* Description of the task *
Copy the lines below word for word, from the line containing "fin visible in" through the line containing "[265, 121, 286, 132]", and leave out any picture.

* Material for this exercise *
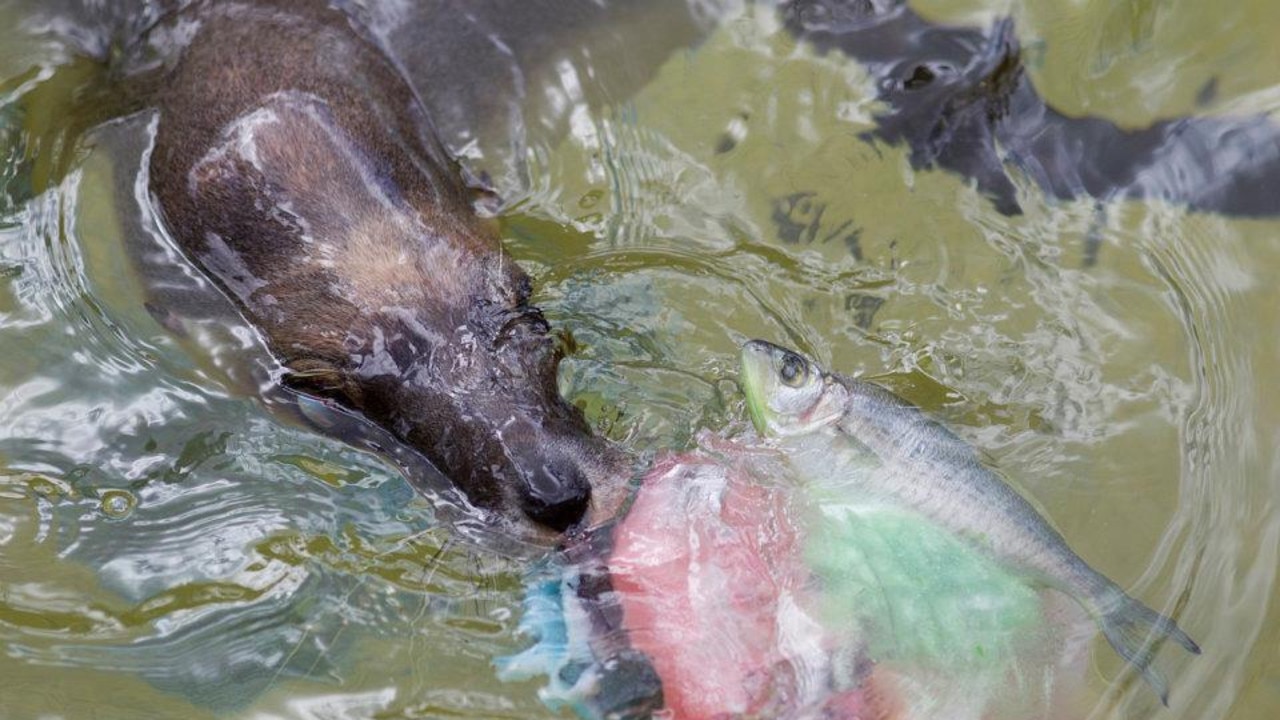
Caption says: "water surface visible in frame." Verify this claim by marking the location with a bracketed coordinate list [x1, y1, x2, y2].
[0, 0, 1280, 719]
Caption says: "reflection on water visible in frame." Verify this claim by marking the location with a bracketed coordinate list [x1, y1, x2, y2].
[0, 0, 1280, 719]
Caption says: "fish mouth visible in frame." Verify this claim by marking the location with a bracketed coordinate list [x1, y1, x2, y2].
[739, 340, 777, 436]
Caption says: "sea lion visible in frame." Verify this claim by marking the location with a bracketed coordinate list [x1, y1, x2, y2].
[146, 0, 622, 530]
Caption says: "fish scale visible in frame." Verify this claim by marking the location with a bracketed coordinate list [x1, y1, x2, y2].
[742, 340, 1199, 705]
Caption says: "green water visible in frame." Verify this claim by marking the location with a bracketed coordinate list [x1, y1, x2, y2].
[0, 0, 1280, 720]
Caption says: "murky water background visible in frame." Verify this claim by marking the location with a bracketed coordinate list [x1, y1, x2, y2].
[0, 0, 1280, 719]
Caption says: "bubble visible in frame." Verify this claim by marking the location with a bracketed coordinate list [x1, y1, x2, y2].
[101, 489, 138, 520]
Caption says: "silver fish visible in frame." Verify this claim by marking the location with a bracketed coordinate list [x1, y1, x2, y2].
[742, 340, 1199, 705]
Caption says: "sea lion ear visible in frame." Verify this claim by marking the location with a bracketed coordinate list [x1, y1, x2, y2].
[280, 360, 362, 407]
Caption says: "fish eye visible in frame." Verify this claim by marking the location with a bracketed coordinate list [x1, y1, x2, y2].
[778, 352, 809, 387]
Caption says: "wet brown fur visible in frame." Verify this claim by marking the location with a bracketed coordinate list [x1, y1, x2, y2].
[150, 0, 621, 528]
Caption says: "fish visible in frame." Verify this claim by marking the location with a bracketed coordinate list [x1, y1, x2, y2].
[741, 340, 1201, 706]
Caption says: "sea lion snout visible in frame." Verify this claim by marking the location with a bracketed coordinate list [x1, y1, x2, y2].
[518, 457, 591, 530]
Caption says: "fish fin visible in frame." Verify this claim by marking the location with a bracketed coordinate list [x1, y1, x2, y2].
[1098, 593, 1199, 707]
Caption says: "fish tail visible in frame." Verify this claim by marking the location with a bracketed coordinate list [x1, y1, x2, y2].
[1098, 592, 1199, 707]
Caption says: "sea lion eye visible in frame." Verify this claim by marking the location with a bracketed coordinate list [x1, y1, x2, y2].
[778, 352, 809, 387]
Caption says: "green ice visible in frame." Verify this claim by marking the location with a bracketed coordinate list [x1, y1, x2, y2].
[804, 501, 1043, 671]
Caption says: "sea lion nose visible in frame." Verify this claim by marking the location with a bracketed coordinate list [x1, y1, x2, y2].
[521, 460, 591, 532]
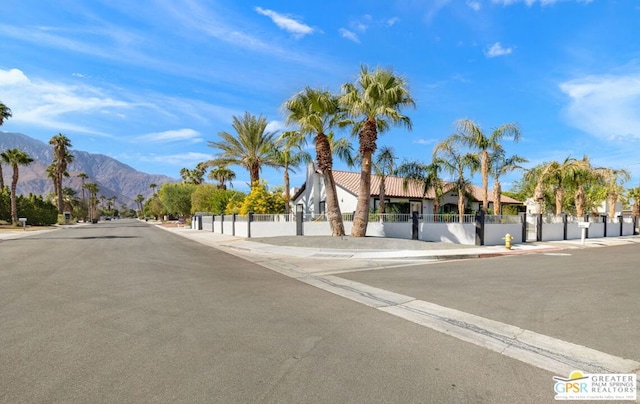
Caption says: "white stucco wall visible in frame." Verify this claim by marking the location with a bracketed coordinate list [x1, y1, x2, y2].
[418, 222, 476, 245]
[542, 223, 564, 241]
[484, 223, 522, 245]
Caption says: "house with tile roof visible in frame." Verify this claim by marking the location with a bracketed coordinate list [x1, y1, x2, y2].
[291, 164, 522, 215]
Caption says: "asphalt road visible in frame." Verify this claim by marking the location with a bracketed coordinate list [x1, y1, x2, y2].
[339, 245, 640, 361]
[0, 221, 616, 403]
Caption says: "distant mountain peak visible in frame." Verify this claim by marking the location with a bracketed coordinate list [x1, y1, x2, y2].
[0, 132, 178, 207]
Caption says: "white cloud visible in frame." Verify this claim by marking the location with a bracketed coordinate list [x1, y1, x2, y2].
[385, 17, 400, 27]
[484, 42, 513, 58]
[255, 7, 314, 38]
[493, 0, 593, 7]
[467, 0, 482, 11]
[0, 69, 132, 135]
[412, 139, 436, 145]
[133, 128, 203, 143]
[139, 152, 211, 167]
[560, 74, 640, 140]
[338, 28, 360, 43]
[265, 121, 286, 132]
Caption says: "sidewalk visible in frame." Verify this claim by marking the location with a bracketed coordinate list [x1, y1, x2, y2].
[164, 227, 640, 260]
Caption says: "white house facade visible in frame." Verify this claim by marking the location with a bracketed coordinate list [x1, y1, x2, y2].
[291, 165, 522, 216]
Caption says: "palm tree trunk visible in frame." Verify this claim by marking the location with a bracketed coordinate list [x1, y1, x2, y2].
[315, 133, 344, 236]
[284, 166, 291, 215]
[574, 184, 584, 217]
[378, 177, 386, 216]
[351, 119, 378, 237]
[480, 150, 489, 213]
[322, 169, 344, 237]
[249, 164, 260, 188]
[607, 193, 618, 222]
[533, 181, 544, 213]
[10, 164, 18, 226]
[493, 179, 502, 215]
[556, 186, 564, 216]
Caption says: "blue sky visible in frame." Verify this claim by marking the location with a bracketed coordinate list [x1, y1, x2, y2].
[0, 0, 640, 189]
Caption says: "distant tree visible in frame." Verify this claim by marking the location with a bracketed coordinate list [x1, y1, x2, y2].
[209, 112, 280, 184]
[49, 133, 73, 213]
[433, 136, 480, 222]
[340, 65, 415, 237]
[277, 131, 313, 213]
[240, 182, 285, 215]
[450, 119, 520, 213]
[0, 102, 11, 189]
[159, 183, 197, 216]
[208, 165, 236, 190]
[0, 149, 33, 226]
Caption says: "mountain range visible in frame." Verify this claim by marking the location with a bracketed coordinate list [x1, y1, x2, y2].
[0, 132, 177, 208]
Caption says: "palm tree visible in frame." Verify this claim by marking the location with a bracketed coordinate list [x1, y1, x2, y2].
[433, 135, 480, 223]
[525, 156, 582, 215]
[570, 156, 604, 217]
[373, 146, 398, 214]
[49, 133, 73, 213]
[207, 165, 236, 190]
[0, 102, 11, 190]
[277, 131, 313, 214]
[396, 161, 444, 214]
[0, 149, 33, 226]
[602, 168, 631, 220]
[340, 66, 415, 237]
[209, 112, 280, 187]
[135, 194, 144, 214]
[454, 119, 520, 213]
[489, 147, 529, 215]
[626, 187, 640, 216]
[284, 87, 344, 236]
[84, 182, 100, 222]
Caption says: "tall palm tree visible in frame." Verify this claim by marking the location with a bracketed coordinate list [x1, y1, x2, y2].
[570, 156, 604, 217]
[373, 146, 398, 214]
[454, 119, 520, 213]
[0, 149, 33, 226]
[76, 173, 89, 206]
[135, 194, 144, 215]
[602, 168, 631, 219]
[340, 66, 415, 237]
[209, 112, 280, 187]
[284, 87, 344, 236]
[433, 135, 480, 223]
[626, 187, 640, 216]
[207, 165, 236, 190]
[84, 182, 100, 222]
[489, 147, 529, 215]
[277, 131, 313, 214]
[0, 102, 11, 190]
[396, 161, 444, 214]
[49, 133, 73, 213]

* * *

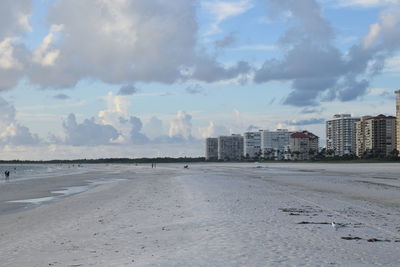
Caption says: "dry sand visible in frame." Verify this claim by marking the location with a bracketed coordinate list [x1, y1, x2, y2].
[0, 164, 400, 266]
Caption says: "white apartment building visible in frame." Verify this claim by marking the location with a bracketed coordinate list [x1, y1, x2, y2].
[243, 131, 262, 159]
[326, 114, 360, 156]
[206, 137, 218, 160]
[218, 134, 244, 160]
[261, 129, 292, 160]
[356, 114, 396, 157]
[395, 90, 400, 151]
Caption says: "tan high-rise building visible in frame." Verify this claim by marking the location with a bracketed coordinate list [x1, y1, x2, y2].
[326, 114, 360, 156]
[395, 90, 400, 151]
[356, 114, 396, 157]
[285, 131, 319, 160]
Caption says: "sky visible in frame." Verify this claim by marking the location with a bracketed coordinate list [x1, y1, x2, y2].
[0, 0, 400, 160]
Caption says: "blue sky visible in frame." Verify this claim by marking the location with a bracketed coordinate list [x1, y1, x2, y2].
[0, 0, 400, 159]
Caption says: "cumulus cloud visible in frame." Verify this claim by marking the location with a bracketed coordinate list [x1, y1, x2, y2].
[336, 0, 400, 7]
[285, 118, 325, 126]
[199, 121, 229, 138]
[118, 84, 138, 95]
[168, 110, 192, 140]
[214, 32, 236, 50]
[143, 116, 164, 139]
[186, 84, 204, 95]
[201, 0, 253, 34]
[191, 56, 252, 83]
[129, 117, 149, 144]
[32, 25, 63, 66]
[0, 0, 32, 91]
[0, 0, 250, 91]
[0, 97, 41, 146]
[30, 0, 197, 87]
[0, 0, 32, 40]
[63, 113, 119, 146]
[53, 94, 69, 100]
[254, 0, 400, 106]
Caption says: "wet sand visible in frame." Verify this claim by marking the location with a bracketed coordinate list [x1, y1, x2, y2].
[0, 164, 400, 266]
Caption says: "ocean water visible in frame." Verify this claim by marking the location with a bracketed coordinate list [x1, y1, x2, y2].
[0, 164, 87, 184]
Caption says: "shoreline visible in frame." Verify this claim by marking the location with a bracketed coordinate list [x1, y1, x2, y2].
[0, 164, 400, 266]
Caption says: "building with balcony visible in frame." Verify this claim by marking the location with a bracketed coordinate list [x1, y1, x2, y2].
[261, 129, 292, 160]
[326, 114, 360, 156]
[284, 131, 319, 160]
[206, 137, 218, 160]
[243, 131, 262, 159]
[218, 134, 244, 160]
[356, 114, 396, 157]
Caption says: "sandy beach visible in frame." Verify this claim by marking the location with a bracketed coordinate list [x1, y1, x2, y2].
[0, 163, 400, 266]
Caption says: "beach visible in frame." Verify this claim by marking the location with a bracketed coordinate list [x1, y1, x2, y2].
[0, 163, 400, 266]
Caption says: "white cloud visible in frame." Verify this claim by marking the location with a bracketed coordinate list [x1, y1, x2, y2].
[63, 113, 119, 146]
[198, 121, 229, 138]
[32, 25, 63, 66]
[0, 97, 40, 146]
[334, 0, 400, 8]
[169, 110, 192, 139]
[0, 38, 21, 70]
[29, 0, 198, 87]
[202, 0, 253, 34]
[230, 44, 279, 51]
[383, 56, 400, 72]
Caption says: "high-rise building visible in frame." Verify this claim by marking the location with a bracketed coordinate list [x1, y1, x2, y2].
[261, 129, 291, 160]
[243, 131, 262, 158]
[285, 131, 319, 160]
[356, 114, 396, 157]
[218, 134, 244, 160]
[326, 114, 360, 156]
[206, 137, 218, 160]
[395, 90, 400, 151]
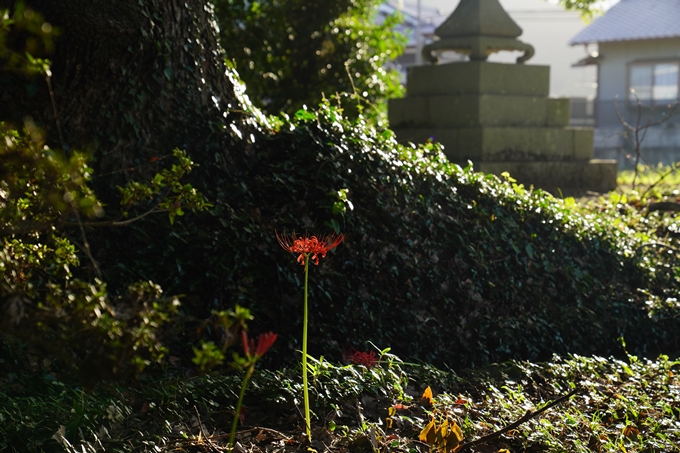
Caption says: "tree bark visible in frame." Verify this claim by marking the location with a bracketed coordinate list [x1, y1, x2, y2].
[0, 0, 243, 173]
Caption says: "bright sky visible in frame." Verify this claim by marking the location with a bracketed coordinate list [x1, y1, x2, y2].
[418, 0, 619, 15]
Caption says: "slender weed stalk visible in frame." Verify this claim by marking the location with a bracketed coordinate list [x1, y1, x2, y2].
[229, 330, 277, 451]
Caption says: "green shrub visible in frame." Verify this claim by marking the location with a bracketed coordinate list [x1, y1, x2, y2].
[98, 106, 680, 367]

* * *

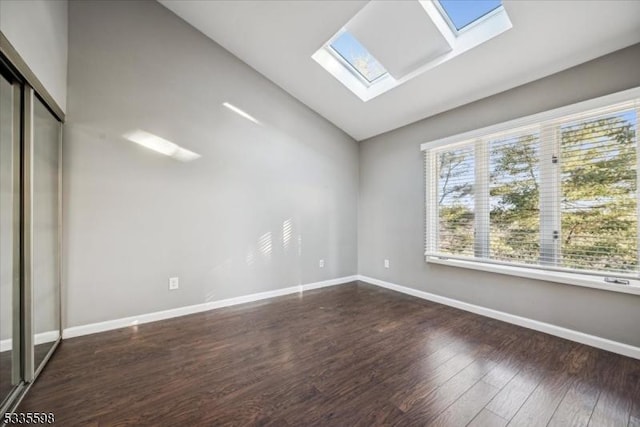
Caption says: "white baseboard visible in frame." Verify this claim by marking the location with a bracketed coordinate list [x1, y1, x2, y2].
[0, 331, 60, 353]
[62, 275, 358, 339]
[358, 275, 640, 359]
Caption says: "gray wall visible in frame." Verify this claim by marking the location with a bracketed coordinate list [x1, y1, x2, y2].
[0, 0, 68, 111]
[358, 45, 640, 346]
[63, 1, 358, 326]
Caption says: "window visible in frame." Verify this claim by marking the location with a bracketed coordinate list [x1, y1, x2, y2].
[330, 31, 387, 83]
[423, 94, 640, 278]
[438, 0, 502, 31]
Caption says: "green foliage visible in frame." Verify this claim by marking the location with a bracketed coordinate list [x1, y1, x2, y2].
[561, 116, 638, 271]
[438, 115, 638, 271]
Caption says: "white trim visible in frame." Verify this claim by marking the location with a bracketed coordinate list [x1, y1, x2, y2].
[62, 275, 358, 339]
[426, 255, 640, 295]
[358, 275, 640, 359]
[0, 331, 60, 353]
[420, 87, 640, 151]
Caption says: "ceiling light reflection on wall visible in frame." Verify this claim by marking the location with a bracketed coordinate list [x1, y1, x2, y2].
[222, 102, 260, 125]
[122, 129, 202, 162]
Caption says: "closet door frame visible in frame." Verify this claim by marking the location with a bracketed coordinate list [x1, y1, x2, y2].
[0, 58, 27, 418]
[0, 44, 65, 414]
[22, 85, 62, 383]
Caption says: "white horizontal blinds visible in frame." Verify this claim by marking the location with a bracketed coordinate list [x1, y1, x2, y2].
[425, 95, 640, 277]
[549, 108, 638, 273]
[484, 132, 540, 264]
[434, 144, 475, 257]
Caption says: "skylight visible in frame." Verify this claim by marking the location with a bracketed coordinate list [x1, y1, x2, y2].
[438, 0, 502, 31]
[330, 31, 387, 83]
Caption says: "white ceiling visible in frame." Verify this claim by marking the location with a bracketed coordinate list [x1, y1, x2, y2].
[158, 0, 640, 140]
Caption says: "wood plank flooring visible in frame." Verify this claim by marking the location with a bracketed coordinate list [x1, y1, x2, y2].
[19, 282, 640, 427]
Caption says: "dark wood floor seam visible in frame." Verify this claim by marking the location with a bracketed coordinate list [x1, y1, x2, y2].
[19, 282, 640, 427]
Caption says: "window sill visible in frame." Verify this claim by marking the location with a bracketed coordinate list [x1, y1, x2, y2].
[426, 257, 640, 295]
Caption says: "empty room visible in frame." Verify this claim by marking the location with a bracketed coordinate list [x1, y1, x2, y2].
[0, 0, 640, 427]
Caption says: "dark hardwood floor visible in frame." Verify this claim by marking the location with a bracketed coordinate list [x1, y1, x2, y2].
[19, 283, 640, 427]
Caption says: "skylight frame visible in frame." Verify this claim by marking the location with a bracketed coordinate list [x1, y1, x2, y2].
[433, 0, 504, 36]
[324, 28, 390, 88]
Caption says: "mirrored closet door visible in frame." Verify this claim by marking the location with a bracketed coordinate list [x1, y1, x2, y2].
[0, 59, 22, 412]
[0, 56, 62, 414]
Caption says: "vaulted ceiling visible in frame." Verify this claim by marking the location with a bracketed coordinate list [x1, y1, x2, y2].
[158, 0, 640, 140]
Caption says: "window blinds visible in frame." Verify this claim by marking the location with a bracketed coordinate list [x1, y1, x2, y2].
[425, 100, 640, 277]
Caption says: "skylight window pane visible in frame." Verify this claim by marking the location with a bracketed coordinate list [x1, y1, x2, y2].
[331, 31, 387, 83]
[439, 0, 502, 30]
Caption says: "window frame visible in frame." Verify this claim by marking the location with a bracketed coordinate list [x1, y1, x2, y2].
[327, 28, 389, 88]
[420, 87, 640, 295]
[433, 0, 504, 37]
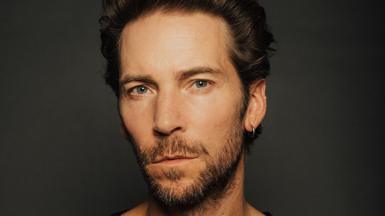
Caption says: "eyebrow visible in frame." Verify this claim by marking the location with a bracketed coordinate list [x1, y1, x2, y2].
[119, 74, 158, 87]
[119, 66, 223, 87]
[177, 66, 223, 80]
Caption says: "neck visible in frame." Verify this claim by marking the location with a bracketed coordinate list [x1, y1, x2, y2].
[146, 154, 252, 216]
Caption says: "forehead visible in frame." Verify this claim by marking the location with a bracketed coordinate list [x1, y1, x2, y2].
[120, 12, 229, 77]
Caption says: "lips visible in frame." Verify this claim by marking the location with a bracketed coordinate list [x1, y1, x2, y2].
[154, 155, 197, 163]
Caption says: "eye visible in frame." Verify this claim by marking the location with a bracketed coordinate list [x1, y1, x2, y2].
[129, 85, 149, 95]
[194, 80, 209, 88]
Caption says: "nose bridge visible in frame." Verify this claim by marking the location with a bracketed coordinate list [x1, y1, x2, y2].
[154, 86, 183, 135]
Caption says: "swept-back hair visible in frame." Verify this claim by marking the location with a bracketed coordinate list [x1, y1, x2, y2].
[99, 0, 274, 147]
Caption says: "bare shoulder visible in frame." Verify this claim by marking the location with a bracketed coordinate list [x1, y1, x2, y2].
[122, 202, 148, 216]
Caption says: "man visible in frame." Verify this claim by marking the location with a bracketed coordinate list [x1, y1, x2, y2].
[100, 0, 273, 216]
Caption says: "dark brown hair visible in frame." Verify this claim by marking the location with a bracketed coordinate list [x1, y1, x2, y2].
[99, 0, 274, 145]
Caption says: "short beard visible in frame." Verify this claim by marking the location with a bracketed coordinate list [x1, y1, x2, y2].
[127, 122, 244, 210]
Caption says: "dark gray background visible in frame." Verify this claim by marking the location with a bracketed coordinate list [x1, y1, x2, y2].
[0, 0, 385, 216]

* Response *
Caption says: "fish fin visible in frame." Verify this claim by marking the location with a bracketed coordinate list [x1, y1, x2, y2].
[1098, 593, 1199, 707]
Caption says: "fish tail visible in frame." Verify this claim by marking the location with a bracketed coordinate list [x1, y1, x2, y2].
[1098, 592, 1199, 707]
Caption says: "sea lion eye visible in frame." Verify this claim by marking the location with a bracketed coordinate list [x1, y1, x2, y2].
[778, 352, 809, 387]
Caption says: "green ice visible in frame." Verify this claim by marking the location with a bracketed coordinate list [x1, y1, x2, y2].
[804, 501, 1043, 671]
Caption says: "sea lion nose visible in frame." Verify this claim by marking the location with a bracketed coordinate list [x1, y1, x2, y2].
[521, 460, 591, 532]
Caption says: "white stucco wall visible in frame." Verify this claim by marking the location with a bracketed coordinate list [x1, y1, x2, y2].
[418, 222, 476, 245]
[542, 223, 564, 241]
[484, 223, 522, 245]
Caption says: "house with tile roof visible in frame." Verify this claim by marking the location with a bracketed coordinate list [x1, y1, x2, y2].
[291, 164, 522, 215]
Caption says: "asphalt road visible in frame." Verify this claim by marking the location with a bracketed coordinate list [x1, y1, x2, y2].
[339, 245, 640, 361]
[0, 221, 616, 403]
Caption says: "distant mountain peak visible in frame." Verify this claim by marking the location with a bracketed coordinate list [x1, y1, x2, y2].
[0, 132, 178, 207]
Caption says: "white cloud visible in frame." Verify this claim by marking the location with a bracketed coordinate list [x1, y1, x2, y2].
[385, 17, 400, 27]
[484, 42, 513, 58]
[255, 7, 314, 38]
[493, 0, 593, 7]
[467, 0, 482, 11]
[0, 69, 132, 135]
[412, 139, 436, 145]
[133, 128, 203, 143]
[139, 152, 211, 167]
[560, 74, 640, 140]
[338, 28, 360, 43]
[265, 121, 286, 132]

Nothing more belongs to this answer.